**Supplied records**.

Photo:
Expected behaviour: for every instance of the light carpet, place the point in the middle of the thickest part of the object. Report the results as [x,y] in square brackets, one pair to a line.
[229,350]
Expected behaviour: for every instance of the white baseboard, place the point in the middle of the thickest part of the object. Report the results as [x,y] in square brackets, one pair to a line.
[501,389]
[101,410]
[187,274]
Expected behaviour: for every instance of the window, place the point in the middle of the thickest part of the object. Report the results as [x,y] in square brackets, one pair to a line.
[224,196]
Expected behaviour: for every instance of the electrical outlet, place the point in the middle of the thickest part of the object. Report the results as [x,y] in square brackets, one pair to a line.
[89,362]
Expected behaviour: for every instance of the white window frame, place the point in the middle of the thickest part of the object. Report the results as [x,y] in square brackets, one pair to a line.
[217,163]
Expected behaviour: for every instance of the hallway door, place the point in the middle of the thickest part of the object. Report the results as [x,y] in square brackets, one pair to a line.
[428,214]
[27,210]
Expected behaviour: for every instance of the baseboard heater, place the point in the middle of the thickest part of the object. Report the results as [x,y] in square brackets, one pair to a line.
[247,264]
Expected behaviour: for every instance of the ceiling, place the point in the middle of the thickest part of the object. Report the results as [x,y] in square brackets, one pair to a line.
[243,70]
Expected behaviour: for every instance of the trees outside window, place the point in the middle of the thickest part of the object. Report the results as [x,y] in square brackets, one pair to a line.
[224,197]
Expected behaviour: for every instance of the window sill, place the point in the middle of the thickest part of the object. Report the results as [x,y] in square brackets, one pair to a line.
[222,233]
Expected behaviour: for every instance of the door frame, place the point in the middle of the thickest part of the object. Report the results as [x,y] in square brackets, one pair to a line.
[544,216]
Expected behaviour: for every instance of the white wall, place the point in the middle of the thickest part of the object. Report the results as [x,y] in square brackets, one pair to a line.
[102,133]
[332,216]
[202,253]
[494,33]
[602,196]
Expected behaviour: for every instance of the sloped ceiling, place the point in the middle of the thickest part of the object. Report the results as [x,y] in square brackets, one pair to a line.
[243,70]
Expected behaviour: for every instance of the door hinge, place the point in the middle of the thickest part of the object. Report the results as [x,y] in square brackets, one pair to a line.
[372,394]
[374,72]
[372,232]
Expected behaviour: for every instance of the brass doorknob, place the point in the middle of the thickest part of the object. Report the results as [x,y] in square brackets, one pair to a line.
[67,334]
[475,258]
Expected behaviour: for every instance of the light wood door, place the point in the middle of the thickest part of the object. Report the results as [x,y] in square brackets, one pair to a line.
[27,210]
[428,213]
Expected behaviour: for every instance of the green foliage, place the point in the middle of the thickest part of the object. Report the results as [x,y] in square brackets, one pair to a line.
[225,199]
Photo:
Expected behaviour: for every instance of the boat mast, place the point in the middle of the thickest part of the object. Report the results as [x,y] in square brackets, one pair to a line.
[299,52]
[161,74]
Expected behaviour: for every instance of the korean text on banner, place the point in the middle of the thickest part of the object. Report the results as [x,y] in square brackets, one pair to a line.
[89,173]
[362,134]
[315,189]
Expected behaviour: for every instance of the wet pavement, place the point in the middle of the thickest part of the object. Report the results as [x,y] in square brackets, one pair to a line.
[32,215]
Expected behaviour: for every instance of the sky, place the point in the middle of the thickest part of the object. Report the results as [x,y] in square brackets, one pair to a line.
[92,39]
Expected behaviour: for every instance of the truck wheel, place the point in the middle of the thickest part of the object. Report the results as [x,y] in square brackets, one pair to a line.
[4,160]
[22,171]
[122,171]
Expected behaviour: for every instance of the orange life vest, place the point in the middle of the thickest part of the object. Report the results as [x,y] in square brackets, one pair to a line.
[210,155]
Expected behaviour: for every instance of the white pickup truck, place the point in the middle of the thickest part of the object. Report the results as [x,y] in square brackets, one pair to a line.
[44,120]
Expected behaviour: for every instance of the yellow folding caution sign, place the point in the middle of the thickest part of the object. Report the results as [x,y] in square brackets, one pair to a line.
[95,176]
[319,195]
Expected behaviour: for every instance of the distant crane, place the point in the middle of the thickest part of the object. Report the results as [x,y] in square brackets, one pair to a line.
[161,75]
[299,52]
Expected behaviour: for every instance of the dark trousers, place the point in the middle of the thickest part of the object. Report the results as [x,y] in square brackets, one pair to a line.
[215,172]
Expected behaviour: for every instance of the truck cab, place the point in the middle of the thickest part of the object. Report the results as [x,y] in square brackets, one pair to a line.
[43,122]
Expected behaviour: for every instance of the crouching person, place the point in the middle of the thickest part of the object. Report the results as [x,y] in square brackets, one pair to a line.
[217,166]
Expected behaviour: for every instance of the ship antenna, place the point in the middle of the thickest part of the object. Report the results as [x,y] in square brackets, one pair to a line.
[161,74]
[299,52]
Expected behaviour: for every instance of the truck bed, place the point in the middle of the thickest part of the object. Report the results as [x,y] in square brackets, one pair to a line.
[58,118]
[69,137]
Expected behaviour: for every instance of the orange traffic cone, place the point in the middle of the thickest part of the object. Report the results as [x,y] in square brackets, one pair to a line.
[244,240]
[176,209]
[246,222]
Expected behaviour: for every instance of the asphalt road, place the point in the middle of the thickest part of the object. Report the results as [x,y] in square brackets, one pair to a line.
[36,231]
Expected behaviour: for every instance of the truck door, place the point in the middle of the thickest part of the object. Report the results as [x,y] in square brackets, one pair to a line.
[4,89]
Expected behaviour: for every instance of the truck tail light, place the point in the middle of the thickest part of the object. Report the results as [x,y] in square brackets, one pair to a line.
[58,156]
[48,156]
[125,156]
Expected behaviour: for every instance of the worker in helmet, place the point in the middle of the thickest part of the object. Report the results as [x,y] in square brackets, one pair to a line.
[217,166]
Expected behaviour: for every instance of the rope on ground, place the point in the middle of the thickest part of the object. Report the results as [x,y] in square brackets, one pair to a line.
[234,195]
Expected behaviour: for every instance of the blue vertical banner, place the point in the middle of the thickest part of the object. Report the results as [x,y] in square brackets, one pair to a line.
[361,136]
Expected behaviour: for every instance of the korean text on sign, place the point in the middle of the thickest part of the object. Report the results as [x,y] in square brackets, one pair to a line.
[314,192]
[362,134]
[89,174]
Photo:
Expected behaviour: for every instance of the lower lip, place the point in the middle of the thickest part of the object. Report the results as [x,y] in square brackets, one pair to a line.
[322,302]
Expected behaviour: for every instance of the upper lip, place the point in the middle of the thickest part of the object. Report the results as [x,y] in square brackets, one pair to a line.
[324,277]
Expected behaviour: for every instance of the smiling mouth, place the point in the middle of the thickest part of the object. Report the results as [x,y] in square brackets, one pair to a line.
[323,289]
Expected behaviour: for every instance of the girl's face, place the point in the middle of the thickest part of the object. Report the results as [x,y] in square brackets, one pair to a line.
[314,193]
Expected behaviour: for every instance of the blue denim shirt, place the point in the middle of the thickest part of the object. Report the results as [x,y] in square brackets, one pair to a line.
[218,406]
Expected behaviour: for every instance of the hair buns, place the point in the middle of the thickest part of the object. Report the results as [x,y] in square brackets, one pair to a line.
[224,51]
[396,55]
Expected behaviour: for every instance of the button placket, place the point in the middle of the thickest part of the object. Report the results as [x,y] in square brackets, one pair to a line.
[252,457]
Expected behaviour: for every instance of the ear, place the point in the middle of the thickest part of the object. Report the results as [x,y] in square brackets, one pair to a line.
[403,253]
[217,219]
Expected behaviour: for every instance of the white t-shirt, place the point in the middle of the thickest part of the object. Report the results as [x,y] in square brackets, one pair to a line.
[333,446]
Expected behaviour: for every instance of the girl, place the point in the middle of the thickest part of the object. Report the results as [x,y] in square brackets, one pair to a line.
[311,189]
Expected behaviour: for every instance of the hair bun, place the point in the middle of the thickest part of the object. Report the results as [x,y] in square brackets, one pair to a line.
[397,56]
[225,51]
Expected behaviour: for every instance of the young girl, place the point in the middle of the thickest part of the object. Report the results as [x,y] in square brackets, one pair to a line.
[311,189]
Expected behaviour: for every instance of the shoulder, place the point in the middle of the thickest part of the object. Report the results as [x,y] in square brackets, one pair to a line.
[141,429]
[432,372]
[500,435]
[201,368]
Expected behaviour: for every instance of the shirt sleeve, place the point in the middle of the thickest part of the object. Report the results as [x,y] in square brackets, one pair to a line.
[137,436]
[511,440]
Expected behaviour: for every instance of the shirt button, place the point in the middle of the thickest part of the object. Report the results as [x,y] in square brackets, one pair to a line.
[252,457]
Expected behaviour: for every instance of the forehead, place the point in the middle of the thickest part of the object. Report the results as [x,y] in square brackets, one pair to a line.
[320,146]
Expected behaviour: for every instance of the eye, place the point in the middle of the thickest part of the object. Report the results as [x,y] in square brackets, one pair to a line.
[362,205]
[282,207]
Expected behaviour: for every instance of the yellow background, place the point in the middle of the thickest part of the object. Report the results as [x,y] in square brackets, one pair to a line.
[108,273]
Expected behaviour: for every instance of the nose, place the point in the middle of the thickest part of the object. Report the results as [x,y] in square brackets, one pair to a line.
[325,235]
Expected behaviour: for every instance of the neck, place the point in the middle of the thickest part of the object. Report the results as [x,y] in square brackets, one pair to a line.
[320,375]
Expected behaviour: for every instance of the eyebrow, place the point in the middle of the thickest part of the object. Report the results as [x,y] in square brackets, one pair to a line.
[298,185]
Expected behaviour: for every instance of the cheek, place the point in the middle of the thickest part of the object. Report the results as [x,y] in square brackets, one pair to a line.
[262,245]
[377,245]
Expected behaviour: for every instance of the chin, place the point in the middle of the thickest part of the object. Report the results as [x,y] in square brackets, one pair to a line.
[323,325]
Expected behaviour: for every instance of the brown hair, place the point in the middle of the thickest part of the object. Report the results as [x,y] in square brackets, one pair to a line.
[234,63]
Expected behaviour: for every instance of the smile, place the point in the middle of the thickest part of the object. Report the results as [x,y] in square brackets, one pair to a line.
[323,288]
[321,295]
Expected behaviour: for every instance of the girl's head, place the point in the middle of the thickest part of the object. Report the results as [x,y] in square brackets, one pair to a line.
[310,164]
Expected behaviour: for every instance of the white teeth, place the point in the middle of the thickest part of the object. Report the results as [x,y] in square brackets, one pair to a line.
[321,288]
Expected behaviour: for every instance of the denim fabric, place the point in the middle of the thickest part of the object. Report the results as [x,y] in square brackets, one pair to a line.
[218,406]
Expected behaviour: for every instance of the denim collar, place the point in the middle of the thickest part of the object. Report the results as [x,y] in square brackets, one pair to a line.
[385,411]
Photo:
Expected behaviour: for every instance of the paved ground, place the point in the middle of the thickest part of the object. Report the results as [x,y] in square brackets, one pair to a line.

**Exercise prompt**. Return only the lines running from the line with "Expected behaviour: for every instance of the chin, place" to the last line of the records, both included, exactly as written.

**Response**.
Expected behaviour: for every instance of the chin, place the point in the middle of the thickest part of the object. Report the results as [x,y] in square brackets, one pair to a line.
[323,325]
Expected behaviour: for every instance of the brown hair, place the point in the middle of the thickest part of the object. Report the results as [x,y] in square brackets, one pair to a line.
[234,63]
Expected behaviour: for every instance of the smile, place the point in the middle of the thickest part of the object. Report the results as [x,y] in square brackets, one pair to a line.
[323,288]
[321,295]
Expected behaviour: for every instance of the girl's head, place the point in the middle of the thickest part of the object. Report the results as [x,y] in square brackets, one pair to a line.
[310,164]
Expected behaviour: for every instance of the white teeth, place the point in the middle of the thickest part of the object. Report the results as [x,y] in square brackets, one pair to a line.
[321,288]
Expected behaviour: for every instance of the denim fabric, place the point in the middle of the thickest part of the object. Report the results as [x,y] in square brackets, one pair to a line.
[218,406]
Expected behaviour: for every instance of the denim collar, place the point in the middle of the thickest part of the object. Report the results as [x,y] in square brackets, one pair to a line.
[385,411]
Photo:
Expected behaviour: for every instance of the paved ground, place the point in the middle of the thickest part of the object. Report the results as [x,y] in square brackets, one pair to a line.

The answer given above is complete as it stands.